* WORKING DATA *
◆ ◆ ◆
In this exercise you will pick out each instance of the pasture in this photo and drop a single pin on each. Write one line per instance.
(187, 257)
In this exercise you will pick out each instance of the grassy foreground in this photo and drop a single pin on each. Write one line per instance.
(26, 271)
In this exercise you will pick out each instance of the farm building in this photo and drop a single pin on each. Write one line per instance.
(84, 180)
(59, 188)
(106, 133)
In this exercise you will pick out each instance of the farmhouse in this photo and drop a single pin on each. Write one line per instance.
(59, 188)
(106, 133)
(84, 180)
◆ ◆ ◆
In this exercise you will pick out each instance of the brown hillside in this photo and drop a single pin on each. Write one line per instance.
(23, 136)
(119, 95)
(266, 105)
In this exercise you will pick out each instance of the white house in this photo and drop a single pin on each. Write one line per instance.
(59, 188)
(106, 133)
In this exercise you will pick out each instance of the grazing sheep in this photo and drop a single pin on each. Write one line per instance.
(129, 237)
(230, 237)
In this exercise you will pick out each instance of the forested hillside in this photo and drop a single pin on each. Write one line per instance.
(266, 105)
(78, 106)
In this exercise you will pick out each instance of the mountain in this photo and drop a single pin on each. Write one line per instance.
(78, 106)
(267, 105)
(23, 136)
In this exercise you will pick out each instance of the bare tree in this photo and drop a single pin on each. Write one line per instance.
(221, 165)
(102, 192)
◆ ◆ ◆
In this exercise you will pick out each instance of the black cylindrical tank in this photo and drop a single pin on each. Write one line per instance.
◆ ◆ ◆
* GOAL *
Gather every line of the data above that contains the word "hillside", and reproduce each such line in full.

* TASK ANSWER *
In this exercise you will pick out each instance of the brown hillside in this photo and drop a single pin on each. Write one line per instance.
In this exercise you will pick out each instance of the forested hillside in this photo and drop a single pin on each. Write one line per instance.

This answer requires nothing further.